3. Outros elementos do cuidado. O entendimento de que o nascimento é um evento social e a oferta de cuidados de qualidade um direito implica a incorporação ao cuidado de outros elementos, cuja normalidade precisa ser compreendida.  Por exemplo:  quando uma equipe de saúde coloca obstáculos à presença do acompanhante na cesariana por temor de que ele “passe mal” ou “caia” durante o ato cirúrgico, isso demonstra desconhecimento da normalidade. Qual?  A normalidade de que visualizar sangue provoca, em muitas pessoas, um reflexo vagal, com bradicardia, seguida de lipotimia e queda. Isso ocorre mesmo entre profissionais de saúde iniciantes, mais predispostos a enfrentar esse tipo de cena, quanto mais entre acompanhantes. Reconhecer essa reação como normal, ou esperada, nos leva a adotar medidas preventivas necessárias. A posição do acompanhante em uma sala cirúrgica não pode ser ao pé da mesa cirúrgica, e sim sentado na cabeceira, pelo menos até que o bebê nasça – porque, após o nascimento, o acompanhante transfere completamente o seu foco do procedimento cirúrgico para o recém-nascido. Isso é normal.
Outro exemplo. Enquanto profissionais de saúde, nos ofendemos ou nos indignamos quando a família ameaça “chamar a polícia ou a imprensa” diante de um resultado adverso ou alguma insatisfação com a assistência. Ora, vivemos em uma era  de judicialização em quase todos os aspectos da vida social (conta de telefone, atraso no voo, compra de um produto pela internet) e visibilidade absoluta de quase todos os nossos atos (Facebook, Instagram, Youtube, etc). É normal o ser humano reagir quando suas expectativas não são atendidas, ainda mais em um aspecto tão sensível como o nascimento de um filho. Devemos buscar atender às expectativas, através da melhoria da qualidade no cuidado.  Mas é certo que não atenderemos às expectativas em cem por cento dos casos. Logo, devemos incorporar em nossa formação habilidades para lidar com o amplo espectro de sentimentos associados a expectativas frustradas, o qual pode incluir negação, raiva, revolta, ameaças, até a aceitação. Nenhuma dessas reações é estranha. Fazem parte da normalidade do ser humano. Conhecê-las e saber lidar com elas deve fazer parte da clínica.

*Material fornecido:*
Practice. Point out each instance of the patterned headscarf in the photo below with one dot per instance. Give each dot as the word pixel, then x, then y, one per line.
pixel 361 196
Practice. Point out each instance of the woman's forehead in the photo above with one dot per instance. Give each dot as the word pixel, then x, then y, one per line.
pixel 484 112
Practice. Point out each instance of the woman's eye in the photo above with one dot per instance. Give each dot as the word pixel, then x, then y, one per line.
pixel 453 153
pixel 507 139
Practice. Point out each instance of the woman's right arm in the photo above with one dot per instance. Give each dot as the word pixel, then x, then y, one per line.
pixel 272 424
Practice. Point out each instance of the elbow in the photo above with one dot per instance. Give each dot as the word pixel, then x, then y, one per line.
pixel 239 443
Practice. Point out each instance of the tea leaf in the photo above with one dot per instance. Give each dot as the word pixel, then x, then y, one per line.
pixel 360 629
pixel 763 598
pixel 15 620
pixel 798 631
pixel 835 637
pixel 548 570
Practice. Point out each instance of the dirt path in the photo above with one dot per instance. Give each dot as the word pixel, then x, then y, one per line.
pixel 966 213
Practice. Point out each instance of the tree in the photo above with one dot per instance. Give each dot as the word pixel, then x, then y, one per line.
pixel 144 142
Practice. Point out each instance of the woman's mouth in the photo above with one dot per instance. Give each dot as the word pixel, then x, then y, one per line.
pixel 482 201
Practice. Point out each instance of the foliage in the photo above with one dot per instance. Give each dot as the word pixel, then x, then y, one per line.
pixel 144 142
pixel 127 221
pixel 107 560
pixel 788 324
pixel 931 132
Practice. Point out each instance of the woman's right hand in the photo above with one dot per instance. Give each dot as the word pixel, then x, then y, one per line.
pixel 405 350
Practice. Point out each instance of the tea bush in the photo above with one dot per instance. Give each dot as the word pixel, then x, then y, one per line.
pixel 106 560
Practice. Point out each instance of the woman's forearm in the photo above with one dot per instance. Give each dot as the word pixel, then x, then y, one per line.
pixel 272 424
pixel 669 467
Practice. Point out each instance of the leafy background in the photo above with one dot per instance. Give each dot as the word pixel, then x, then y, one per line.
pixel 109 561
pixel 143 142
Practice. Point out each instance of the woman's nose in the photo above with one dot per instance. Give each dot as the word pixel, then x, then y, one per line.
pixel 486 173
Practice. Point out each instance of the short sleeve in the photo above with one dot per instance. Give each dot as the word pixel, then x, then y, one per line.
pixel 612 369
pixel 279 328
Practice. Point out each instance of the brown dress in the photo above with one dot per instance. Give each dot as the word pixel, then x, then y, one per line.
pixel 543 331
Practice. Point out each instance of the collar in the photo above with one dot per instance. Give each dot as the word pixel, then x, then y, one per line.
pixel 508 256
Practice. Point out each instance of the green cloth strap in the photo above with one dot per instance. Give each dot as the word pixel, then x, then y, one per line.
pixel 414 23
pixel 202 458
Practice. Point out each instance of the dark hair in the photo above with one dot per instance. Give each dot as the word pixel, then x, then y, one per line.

*Exercício A:*
Traduza para o inglês esta frase do texto para análise: "É normal o ser humano reagir quando suas expectativas não são atendidas, ainda mais em um aspecto tão sensível como o nascimento de um filho."
*Exercício B:*
Segundo o texto para análise, o que pode fazer parte do amplo espectro de sentimentos associados a expectativas frustradas? Liste todos os itens.

*Resposta final A:*
It is normal for human beings to react when their expectations are not met, especially in an aspect as sensitive as the birth of a child.

*Resposta final B:*
negação, raiva, revolta, ameaças, aceitação